> Requirement
Copy out the line containing "of the chain-link" and each line after it, through the last one in the material, exactly as written.

> Data supplied
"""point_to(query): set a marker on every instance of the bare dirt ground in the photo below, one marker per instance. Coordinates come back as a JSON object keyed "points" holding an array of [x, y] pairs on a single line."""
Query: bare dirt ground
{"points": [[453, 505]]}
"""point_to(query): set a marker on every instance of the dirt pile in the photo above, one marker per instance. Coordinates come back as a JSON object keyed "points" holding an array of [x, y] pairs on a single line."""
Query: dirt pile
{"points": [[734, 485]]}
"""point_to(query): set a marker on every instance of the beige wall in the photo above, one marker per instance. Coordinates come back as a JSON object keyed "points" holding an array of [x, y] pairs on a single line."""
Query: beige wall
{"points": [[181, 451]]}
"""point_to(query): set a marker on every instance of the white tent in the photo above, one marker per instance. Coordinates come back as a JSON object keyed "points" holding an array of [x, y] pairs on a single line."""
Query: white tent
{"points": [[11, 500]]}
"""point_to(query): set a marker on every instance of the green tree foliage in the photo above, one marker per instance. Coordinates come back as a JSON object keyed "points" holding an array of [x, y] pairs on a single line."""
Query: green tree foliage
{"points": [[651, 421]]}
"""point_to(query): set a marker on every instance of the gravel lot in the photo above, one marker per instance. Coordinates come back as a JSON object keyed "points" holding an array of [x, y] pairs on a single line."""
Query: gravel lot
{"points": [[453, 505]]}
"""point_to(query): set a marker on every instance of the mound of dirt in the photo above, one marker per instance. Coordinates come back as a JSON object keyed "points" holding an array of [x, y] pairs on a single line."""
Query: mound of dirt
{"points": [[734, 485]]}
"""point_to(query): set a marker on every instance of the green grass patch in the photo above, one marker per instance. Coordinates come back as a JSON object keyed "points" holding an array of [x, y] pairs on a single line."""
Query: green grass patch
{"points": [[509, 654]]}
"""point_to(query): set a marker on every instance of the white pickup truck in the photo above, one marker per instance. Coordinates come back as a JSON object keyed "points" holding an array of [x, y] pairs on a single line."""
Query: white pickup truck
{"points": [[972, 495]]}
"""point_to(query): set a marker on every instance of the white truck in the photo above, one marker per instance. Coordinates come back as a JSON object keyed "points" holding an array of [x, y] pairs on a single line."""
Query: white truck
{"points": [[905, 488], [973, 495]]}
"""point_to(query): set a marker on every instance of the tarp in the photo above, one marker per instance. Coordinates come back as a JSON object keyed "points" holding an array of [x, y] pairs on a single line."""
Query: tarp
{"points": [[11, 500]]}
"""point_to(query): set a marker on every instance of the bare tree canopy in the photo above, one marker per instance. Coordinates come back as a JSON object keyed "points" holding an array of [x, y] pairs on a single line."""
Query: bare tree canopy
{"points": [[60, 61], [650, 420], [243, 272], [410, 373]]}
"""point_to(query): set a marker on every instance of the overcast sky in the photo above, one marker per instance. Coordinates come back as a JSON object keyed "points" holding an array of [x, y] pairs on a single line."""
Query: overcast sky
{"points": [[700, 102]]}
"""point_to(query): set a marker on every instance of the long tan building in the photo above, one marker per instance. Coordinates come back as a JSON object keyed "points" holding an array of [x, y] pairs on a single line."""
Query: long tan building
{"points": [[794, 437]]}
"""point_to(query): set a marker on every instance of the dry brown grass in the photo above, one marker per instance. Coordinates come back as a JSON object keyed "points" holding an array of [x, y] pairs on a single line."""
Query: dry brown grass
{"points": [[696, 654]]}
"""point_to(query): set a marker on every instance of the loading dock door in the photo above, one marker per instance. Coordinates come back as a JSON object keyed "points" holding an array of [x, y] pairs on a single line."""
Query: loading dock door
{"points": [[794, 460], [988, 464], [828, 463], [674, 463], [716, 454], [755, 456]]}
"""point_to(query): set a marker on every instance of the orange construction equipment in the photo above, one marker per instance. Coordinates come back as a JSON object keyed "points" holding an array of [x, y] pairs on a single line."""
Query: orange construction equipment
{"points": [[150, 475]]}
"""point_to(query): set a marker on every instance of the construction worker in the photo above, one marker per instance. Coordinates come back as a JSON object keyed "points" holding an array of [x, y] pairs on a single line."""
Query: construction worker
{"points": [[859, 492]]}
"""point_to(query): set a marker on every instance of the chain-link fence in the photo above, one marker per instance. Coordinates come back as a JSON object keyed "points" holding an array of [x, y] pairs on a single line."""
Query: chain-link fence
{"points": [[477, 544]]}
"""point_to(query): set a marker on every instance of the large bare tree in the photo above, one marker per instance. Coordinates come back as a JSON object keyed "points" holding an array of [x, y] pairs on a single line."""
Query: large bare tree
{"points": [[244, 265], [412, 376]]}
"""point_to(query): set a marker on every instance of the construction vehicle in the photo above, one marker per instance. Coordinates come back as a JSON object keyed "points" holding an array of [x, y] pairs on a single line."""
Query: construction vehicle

> Full answer
"""point_to(query): set a marker on every instance of the chain-link fence in the photo above, one marker per instance. Coordinates come back as a JSON object keyed "points" holding an array of [x, y] pairs on a single line."""
Query: chain-link fence
{"points": [[477, 544]]}
"""point_to(query): set a marker on every instance of the large bare tree in the photo above, one marker per instance. Coordinates come back as a JSON object keyed "points" holding an array of [x, y] pairs on a single line."""
Query: large bare tree
{"points": [[244, 265], [412, 376]]}
"""point_to(query): set a marker on every instance of the construction vehicle in the photo above, one marker per instance. Coordinates come back as a JSON object keyed "points" holding an array of [x, y] pairs on a single line."""
Query: construction vehicle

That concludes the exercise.